* _Ejercicio A_
Responde estas preguntas según el texto sobre la demagogia:
(i) ¿Quién estaba convencido de que "democratización y demagogia van de la mano"?
(ii) ¿Por cuánto tiempo han tenido éxito los demagogos en sus afanes de conquistar el poder?
(iii) ¿Quiénes son "los buenos" que, según el texto, descubre la demagogia?
* _Ejercicio B_
Reproduce sin cambios el pasaje del texto sobre la demagogia que empieza con "La demagogia es irremediable." y sigue hasta "y aprovecha resentimientos.".
* _Ejercicio C_
Traduce al inglés esta oración del texto sobre la demagogia: "Apelar a sus encantos es la mejor forma de ganar elecciones."

* _Fragmento del documento_
____________________
La demagogia es irremediable. Gozará de salud perpetua porque
nos evita la molestia de pensar, refuerza prejuicios, excita vísceras, explota sentimientos y aprovecha resentimientos.
Nos hace creer en nuestra “superioridad moral”. Descubre quienes son los buenos
(nosotros) y quienes los malos (siempre
unos “ellos”). Como instrumento político es increíblemente eficaz. Por más de
dos mil años los demagogos han tenido éxito en sus afanes de conquistar el
poder porque prometer progreso a base de atajos y voluntarismo, ofrecer estabilidad
y orden sin asumir responsabilidades y señalar culpables son cosas reconfortantes,
especialmente cuando las sociedades se sienten vulnerables.
La demagogia le es consustancial a la democracia, de esto
estaba convencido Max Weber, para quien “democratización y demagogia van de la
mano”. Apelar a sus encantos es la mejor forma de ganar elecciones. De alguna
manera en todos nosotros habita un demagogo en potencia. Incluso en nuestra
oposición a la demagogia corremos el peligro de caer fácilmente en los patrones
retóricos y epistemológicos considerados como “demagógicos” al establecer una
lógica de “nosotros, los razonables” contra "ellos, los estúpidos", o
en ceder ante las tropologías apocalípticas y las argumentaciones unidimensionales.
Y como sucede en los oscuros tiempos que corren (para decirlo, quizá,
demagógicamente), la cultura de la demagogia es ascendente, cualquier persona
involucrada en el discurso político puede (y, sin duda, lo hará) utilizar la
retórica demagógica. Por eso, lo único que podemos hacer es aprender
a convivir con la demagogia, saber dimensionarla, defendernos de ella y
entender que puede presentarse en distintos grados y formas, unas más perversas y negativas que otras.
No toda demagogia es igualmente
dañina o detestable, incluso hay eruditos sobre el tema que sugieren demagogias
dueñas de potenciales connotaciones positivas. Pero es esencial saber identificar,
controlar y tratar de purgar a los demagogos. También es imprescindible aprender
y reaprender continuamente a participar en polémicas públicas lo menos
demagógicas y falaces posibles, y al mismo tiempo valorar la deliberación
democrática en decisiones sobre políticas públicas. Se trata de ser muy
proactivos en la labor de reducir la eficacia retórica de la demagogia.
____________________
* _Datos extraídos_

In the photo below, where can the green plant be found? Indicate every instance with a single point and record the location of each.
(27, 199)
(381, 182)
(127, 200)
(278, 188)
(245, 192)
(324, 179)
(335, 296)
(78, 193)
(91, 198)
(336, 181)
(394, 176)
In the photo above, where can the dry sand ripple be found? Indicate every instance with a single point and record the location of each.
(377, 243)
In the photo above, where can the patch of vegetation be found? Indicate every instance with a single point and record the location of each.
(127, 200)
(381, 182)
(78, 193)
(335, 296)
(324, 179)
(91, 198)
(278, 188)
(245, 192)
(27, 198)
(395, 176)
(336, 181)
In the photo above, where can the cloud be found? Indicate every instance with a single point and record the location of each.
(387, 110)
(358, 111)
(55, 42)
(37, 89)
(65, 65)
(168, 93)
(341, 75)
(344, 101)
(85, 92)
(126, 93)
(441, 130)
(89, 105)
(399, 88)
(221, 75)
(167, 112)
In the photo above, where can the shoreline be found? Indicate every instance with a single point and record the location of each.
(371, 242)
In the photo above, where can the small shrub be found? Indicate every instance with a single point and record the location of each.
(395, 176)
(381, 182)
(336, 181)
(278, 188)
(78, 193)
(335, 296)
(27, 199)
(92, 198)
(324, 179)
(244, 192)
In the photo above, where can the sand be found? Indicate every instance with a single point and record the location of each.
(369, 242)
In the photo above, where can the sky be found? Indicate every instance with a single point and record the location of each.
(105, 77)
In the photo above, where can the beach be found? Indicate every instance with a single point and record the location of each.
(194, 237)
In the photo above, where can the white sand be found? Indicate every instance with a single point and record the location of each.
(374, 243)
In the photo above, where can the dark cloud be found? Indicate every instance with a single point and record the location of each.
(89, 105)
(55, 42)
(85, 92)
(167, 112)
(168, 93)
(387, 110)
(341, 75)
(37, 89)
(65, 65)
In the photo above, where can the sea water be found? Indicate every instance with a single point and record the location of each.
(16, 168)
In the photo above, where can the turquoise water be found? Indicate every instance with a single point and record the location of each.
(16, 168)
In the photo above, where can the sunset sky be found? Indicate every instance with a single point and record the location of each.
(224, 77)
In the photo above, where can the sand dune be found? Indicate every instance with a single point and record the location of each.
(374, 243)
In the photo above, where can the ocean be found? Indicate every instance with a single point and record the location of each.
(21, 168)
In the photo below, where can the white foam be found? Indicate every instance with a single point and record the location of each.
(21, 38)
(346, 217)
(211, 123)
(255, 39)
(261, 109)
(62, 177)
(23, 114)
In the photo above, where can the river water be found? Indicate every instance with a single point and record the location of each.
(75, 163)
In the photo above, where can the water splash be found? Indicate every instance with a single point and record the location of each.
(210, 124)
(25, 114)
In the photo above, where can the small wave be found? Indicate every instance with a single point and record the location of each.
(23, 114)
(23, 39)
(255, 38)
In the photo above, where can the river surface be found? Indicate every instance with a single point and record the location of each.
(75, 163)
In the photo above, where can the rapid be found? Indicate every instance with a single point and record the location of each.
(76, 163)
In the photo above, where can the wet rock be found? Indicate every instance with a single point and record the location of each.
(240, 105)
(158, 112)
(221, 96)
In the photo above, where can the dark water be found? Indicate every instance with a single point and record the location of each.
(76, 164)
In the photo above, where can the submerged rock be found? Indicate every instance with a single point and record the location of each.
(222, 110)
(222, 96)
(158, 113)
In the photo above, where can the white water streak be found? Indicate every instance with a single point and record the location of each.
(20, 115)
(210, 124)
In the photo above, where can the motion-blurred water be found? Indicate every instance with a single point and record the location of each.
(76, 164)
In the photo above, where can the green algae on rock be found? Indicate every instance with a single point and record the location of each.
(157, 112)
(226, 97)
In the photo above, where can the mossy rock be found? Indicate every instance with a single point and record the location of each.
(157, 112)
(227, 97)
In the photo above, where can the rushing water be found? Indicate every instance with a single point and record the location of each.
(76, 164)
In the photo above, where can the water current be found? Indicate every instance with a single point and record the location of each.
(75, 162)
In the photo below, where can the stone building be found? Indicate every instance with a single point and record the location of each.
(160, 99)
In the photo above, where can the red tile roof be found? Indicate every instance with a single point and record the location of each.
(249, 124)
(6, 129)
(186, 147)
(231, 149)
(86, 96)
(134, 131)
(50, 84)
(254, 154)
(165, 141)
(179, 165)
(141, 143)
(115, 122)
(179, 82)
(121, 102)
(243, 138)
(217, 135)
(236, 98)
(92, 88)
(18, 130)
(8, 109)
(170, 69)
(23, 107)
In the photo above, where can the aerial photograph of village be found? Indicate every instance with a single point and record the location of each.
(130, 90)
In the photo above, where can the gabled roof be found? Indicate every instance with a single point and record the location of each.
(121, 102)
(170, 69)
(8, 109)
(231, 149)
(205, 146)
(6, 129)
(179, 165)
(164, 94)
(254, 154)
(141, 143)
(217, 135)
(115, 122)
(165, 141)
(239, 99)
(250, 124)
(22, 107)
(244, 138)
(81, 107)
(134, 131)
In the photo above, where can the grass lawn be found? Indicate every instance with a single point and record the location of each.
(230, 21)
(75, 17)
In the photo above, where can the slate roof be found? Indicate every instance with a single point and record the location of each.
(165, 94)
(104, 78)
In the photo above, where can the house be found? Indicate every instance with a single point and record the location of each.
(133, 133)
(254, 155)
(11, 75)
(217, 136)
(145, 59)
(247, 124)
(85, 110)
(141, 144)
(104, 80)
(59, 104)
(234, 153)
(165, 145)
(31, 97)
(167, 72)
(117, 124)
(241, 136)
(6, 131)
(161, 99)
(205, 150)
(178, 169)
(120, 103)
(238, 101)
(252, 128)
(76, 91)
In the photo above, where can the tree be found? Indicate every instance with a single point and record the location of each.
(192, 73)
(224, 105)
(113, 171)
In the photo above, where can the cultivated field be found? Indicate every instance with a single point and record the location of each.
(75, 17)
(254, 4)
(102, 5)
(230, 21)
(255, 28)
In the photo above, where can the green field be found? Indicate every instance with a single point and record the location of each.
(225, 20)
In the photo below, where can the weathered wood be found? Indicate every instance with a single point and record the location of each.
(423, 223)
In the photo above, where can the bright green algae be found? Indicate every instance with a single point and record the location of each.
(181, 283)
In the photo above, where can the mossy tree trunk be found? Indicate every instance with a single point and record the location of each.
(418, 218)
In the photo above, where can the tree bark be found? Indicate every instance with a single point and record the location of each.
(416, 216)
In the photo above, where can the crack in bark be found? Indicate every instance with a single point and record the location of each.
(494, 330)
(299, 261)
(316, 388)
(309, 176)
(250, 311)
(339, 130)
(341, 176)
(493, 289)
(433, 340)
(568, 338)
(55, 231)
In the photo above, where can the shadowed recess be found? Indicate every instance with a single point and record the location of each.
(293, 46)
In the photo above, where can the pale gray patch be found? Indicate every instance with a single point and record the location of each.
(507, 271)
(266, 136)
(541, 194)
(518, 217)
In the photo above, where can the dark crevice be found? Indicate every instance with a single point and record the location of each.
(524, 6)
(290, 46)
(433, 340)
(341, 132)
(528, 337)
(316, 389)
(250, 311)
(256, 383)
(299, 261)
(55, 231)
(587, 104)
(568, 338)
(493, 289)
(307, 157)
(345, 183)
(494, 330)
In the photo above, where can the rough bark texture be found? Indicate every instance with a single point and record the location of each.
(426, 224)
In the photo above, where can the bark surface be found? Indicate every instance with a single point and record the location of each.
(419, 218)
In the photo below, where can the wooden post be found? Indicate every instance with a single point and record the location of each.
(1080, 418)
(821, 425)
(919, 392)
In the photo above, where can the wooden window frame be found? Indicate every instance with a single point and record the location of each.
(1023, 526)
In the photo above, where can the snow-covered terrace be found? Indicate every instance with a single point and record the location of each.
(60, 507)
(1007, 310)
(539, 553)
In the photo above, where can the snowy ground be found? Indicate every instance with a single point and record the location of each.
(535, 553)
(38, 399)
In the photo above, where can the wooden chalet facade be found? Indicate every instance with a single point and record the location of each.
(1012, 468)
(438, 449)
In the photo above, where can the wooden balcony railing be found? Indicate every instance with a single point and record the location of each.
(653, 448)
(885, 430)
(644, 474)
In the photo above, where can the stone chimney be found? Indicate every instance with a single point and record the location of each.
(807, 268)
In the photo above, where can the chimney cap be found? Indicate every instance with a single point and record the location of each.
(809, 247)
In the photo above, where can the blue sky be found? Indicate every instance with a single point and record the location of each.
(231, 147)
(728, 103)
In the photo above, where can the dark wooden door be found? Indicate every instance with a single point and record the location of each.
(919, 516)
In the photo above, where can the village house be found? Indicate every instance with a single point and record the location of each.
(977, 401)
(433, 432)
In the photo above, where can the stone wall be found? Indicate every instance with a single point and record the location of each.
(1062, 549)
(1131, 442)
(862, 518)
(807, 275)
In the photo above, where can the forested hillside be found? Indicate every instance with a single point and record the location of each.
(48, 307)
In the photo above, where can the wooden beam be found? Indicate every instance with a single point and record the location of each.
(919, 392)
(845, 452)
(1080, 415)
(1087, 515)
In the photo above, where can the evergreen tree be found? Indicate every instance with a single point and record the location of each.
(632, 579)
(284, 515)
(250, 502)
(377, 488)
____________________
* _Respuesta A_
(i) Max Weber.
(ii) Por más de dos mil años.
(iii) Nosotros.

* _Respuesta B_
La demagogia es irremediable. Gozará de salud perpetua porque
nos evita la molestia de pensar, refuerza prejuicios, excita vísceras, explota sentimientos y aprovecha resentimientos.

* _Respuesta C_
Appealing to its charms is the best way to win elections.